> _TEXT SECTION_:
================

Revenue Recognition: Rental revenue is recognized based on 12 percent of gross sales of the restaurants for the corresponding period, and is earned at the point of sale. Supplemental rent is calculated on an annual basis and recorded in the fourth quarter since the amount of supplemental rent, if any, is contingent upon the amount of annual gross sales and pretax profits of the restaurants which are not known until the end of the year. The amount of supplemental rent, if any, is the lesser of (a) the supplemental rental rate of 14.6 percent times the aggregate property costs of $3,011,349, less 12 percent of gross sales of the restaurants, or (b) 50 percent of the aggregate pretax profit, less general and administrative expenses (as defined) and 50 percent of the franchise royalties paid (as defined). To the extent 12 percent of gross sales of the restaurants exceeds the supplemental rent rate the supplemental rent would be zero. There was no supplemental rent in 2013.
12
DEL TACO INCOME PROPERTIES IV
NOTES TO FINANCIAL STATEMENTS – CONTINUED
NOTE 1 — ORGANIZATION AND SUMMARY OF SIGNIFICANT ACCOUNTING POLICIES (Continued)
Concentration of Risk: The three restaurants leased to Del Taco make up all of the income producing assets of the Partnership and contributed all of the Partnership’s rental revenues for the three years ended December 31, 2013. Therefore, the business of the Partnership is entirely dependent on the success of the Del Taco trade name restaurants that lease the properties.
The Partnership maintains substantially all of its cash and cash equivalents at one major commercial bank. Although the Partnership at times maintains balances that exceed the federally insured limit, it has not experienced any losses related to these balances and management believes the credit risk to be minimal.

================

> _RECORDS PROVIDED_:

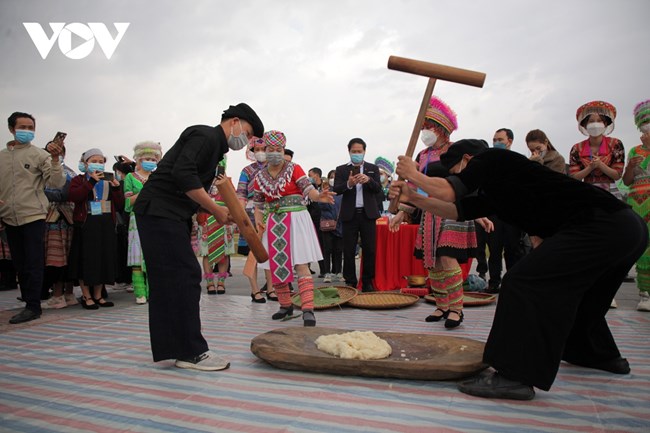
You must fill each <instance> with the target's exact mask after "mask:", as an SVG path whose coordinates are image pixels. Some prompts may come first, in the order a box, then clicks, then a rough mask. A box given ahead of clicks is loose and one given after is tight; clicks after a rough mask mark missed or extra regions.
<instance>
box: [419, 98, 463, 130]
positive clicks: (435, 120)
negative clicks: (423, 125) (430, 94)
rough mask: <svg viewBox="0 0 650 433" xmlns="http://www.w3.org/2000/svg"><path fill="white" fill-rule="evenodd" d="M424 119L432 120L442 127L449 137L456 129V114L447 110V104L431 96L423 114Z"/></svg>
mask: <svg viewBox="0 0 650 433" xmlns="http://www.w3.org/2000/svg"><path fill="white" fill-rule="evenodd" d="M424 118H425V119H429V120H432V121H434V122H436V123H437V124H439V125H440V126H442V127H443V128H444V129H445V130H446V131H447V133H448V134H450V135H451V133H452V132H454V131H455V130H456V129H458V122H457V121H456V113H454V111H453V110H452V109H451V108H449V106H448V105H447V104H445V103H444V102H442V100H441V99H438V98H437V97H435V96H433V97H432V98H431V100H430V101H429V106H428V107H427V111H426V113H425V114H424Z"/></svg>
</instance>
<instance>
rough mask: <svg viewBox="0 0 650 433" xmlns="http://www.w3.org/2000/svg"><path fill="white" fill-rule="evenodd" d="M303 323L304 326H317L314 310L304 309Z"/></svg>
mask: <svg viewBox="0 0 650 433" xmlns="http://www.w3.org/2000/svg"><path fill="white" fill-rule="evenodd" d="M302 323H303V326H316V317H315V316H314V312H313V311H311V310H305V311H303V312H302Z"/></svg>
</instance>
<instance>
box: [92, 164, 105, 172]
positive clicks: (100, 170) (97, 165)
mask: <svg viewBox="0 0 650 433" xmlns="http://www.w3.org/2000/svg"><path fill="white" fill-rule="evenodd" d="M88 171H89V172H90V173H92V172H94V171H100V172H103V171H104V164H98V163H96V162H91V163H89V164H88Z"/></svg>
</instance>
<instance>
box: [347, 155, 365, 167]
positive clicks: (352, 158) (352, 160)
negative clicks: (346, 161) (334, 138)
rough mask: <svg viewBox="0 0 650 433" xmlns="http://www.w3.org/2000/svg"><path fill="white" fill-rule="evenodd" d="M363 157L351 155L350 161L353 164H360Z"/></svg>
mask: <svg viewBox="0 0 650 433" xmlns="http://www.w3.org/2000/svg"><path fill="white" fill-rule="evenodd" d="M364 156H365V153H351V154H350V161H352V163H353V164H361V163H362V162H363V157H364Z"/></svg>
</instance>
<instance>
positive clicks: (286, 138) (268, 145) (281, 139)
mask: <svg viewBox="0 0 650 433" xmlns="http://www.w3.org/2000/svg"><path fill="white" fill-rule="evenodd" d="M263 138H264V145H265V146H280V147H282V148H284V146H286V144H287V137H285V135H284V133H282V132H280V131H275V130H273V131H267V132H265V133H264V137H263Z"/></svg>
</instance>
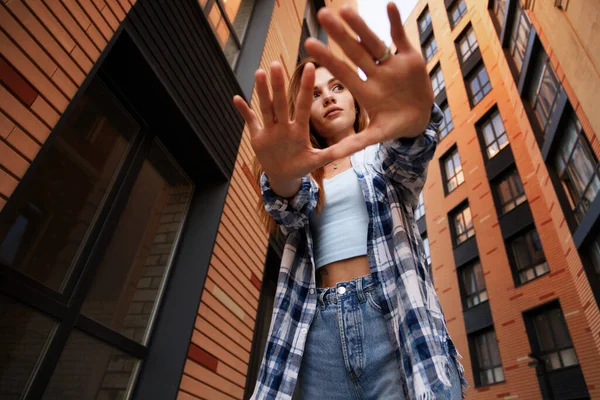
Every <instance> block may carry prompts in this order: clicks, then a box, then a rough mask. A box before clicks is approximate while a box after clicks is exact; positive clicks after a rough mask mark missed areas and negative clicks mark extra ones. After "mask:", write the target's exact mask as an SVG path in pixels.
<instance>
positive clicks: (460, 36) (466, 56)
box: [454, 23, 479, 65]
mask: <svg viewBox="0 0 600 400" xmlns="http://www.w3.org/2000/svg"><path fill="white" fill-rule="evenodd" d="M470 33H472V34H473V35H472V36H470V35H469V34H470ZM470 37H471V38H473V40H474V42H473V43H470V41H469V38H470ZM463 40H465V41H467V43H468V44H469V47H468V54H466V55H465V54H463V52H462V49H461V46H460V45H461V43H462V42H463ZM454 45H455V47H456V54H457V55H458V61H459V63H460V64H461V65H463V64H466V63H467V62H468V61H469V59H470V58H471V57H473V56H475V55H476V54H477V51H478V50H479V42H478V41H477V36H476V35H475V30H474V29H473V25H472V24H471V23H469V24H468V25H467V26H465V28H464V29H463V31H462V32H461V33H460V35H458V37H457V38H456V40H455V41H454Z"/></svg>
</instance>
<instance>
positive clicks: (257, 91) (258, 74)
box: [254, 69, 275, 126]
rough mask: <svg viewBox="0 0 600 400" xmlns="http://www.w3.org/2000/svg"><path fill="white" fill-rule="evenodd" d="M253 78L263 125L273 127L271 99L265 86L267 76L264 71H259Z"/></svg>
mask: <svg viewBox="0 0 600 400" xmlns="http://www.w3.org/2000/svg"><path fill="white" fill-rule="evenodd" d="M254 76H255V79H256V92H257V93H258V101H259V104H260V112H261V113H262V115H263V125H264V126H269V125H273V124H274V123H275V121H274V120H273V118H274V114H273V100H272V99H271V93H270V92H269V86H268V84H267V74H266V72H265V71H264V70H262V69H259V70H258V71H256V74H254Z"/></svg>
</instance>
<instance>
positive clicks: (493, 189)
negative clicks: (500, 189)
mask: <svg viewBox="0 0 600 400" xmlns="http://www.w3.org/2000/svg"><path fill="white" fill-rule="evenodd" d="M515 177H516V179H518V180H519V181H518V183H519V184H520V186H521V189H522V193H518V192H517V193H515V192H514V190H515V188H514V187H513V185H510V184H509V191H510V192H511V195H512V197H511V199H510V201H508V202H503V200H502V196H501V195H500V185H501V184H502V183H503V182H506V181H508V180H509V179H511V178H512V179H515ZM492 190H493V192H494V199H495V203H496V211H497V214H498V216H499V217H504V216H505V215H507V214H508V213H510V212H511V211H513V210H515V209H516V208H517V207H518V206H520V205H521V204H524V203H527V194H526V193H525V187H524V185H523V181H522V180H521V175H520V174H519V171H518V170H517V168H516V166H514V164H513V166H512V167H509V168H507V169H506V170H505V171H503V172H502V174H501V175H499V176H498V177H497V178H495V179H494V180H493V181H492ZM507 204H512V208H510V209H508V210H505V206H506V205H507Z"/></svg>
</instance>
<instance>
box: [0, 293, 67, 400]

================

> _TASK INSTRUCTIONS_:
(A) Translate this sentence from the financial statement notes into Spanish: "Therefore, the business of the Partnership is entirely dependent on the success of the Del Taco trade name restaurants that lease the properties."
(B) According to the financial statement notes, rental revenue is recognized based on what percentage of the restaurants' gross sales?
(C) Reproduce the financial statement notes word for word, from "Concentration of Risk: The" up to and including "to be minimal.".

> _RESPONSES FOR EACH TASK_:
(A) Por lo tanto, el negocio de la Sociedad depende por completo del éxito de los restaurantes con el nombre comercial Del Taco que arriendan las propiedades.

(B) 12 percent.

(C)
Concentration of Risk: The three restaurants leased to Del Taco make up all of the income producing assets of the Partnership and contributed all of the Partnership’s rental revenues for the three years ended December 31, 2013. Therefore, the business of the Partnership is entirely dependent on the success of the Del Taco trade name restaurants that lease the properties.
The Partnership maintains substantially all of its cash and cash equivalents at one major commercial bank. Although the Partnership at times maintains balances that exceed the federally insured limit, it has not experienced any losses related to these balances and management believes the credit risk to be minimal.